--- Information given ---
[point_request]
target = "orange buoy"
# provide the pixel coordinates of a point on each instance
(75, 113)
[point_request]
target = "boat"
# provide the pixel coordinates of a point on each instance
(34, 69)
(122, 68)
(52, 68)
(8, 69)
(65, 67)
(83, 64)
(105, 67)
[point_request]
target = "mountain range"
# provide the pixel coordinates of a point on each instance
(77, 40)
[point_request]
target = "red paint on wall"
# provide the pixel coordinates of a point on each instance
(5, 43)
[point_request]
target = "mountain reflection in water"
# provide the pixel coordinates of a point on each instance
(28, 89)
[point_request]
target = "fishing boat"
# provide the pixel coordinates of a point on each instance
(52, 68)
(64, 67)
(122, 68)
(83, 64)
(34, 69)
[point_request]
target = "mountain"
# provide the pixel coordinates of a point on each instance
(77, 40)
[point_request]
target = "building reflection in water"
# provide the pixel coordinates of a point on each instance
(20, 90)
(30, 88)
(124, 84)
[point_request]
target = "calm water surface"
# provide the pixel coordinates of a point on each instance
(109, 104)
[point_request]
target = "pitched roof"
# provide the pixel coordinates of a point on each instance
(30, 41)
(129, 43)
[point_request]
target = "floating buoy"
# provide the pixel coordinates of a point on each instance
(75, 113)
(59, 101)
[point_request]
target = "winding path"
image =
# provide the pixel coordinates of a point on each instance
---
_Task details:_
Extract the whole listing, character for character.

_Task response:_
[point_request]
target = "orange buoy"
# provide the pixel coordinates of a point on each instance
(75, 113)
[point_request]
target = "boat"
# provide the pixel coordinates of a point on each instance
(34, 69)
(122, 68)
(52, 68)
(8, 69)
(65, 67)
(83, 64)
(105, 67)
[point_request]
target = "mountain range"
# provide the pixel coordinates of a point on each instance
(77, 40)
[point_request]
target = "red paint on wall"
# provide the pixel coordinates of a point on each instance
(5, 43)
[point_request]
target = "mountain reflection in water"
# provide the pixel coordinates of a point on each instance
(28, 89)
[point_request]
target = "fishing boat"
# provide the pixel coordinates of a point on each instance
(52, 68)
(64, 67)
(122, 68)
(83, 64)
(34, 69)
[point_request]
target = "mountain"
# provide the pixel coordinates of a point on each instance
(77, 40)
[point_request]
target = "building reflection in water"
# provide the pixel coordinates of a point on each instance
(20, 90)
(30, 88)
(124, 84)
[point_request]
target = "calm water surface"
# provide the pixel coordinates of a point on each instance
(109, 104)
[point_request]
target = "pitched roof"
# provide the pixel coordinates of a point on each instance
(30, 41)
(129, 43)
[point_request]
target = "floating buoy"
# provide the pixel coordinates of a point on each instance
(75, 113)
(59, 101)
[point_request]
target = "winding path"
image =
# provide the pixel coordinates of a point on each instance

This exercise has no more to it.